Fungsi utama pemberian reward pada peserta didik yaitu terapat
tiga fungsi diantaranya :
1. Memiliki
nilai pendidikan;
2. Motivasi
bagi peserta didik untuk melakukan kembali tindakan yang dapat diterima oleh
lingkungana atau masyarakat;
3. Memperkuat
prilaku yang disetujui secara sosial dan tidak adanya penghargaan, maka peserta
didik tidak akan mengulangi perilaku tersebut.
Peserta didik dapat mengasosiasikan bahwa
pemberian penghargaan atau pujian ini berdasarkan perilaku yang disetujui oleh
masyarakat. Sedangkan tujuan pemberian penghargaan pada peserta didik dalam
proses pembelajaran maupun di luar pembelajaran yaitu :
1. Mendorong siswa agar lebih giat belajar;
1. Mendorong siswa agar lebih giat belajar;
2.
Memberi apresiasi atas usaha mereka;
3.
Menumbuhkan persaingan yang sehat antar siswa untuk meningkatkan prestasi.
Pemberian reward dapat dilakukan dengan berbagai cara bisa dalam bentuk verbal
atau perkataan, bisa dalam bentuk barang dan bisa dalam bentuk perlakuan
istimewa. Pemberian reward ini harus
disesuaikan dengan prestasi atau keberhasilan siswa serta tindakan yang baik. Pemberian
penghargaan akan meningkatkan minat belajar peserta didik. Dengan minat yang
tinggi, maka peserta idik akan belajar dengan senang hati, penuh semangat dan
proses pembelajaran akan lebih terarah.

════

▶ Uraian Tugas
Tolong lanjutkan teks tentang pemberian reward kepada peserta didik, mulai setelah kalimat terakhirnya. Materi sesudah teks tentang pemberian reward kepada peserta didik berasal dari sumber lain.

▶ Bagian Data
════

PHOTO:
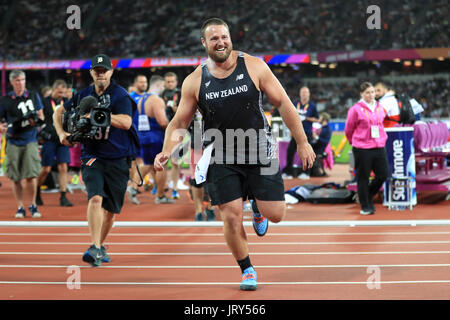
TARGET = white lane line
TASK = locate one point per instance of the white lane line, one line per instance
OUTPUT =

════

▶ Jawaban
C.
PEMBAHASAN
Kurikulum 2013
diberlakukan oleh pemerintah sebagai salah satu cara untuk membiasakan peserta
didik berpikir tingkat tinggi. Hal ini karena dalam kurikulum 2013 pembelajaran
berpusat pada peserta didik. Sedangkan guru hanya sebagai inspirator, generator
dan membimbing. Peserta didik yng memiliki kemampuan berpikir tingkat tinggi
diharapkan dapat menyelesaikan masalah baik di dalam kelas maupun dalam
kehidupan nyata.
Adanya Gerakan
Nasional Revolusi Mental untuk mempersiapkan Generasi emas 2045 dengan
keterampilan abad 21 yang mana di dalamnya terdapat kompetensi dengan kemampuan
berpikir tingkat tinggi serta nilai karakter sebagai jiwa nasional dimasa yang
akan datang. Maka, guru sebagai inspirator, generator dan pembimbing harus
mampu mengarahkan peserta didik untuk memiliki kemampuan berpikir tingkat
tinggi dan nilai karakter.
Salah satu mata
pelajaran yang dapat meningkatkan keterampilan belajar tingkat tinggi yaitu
mata pelajaran Matematika. Seperti yang tercantum di dalam Permendikbud tahun
2016 No 21 yaitu :
1.
Menunjukan sikap logis, kritis, analitis,
kreatif, cermat dan teliti, bertanggungjawab, responsif dan tidak mudah
menyerah dalam memecahkan masalah;
2.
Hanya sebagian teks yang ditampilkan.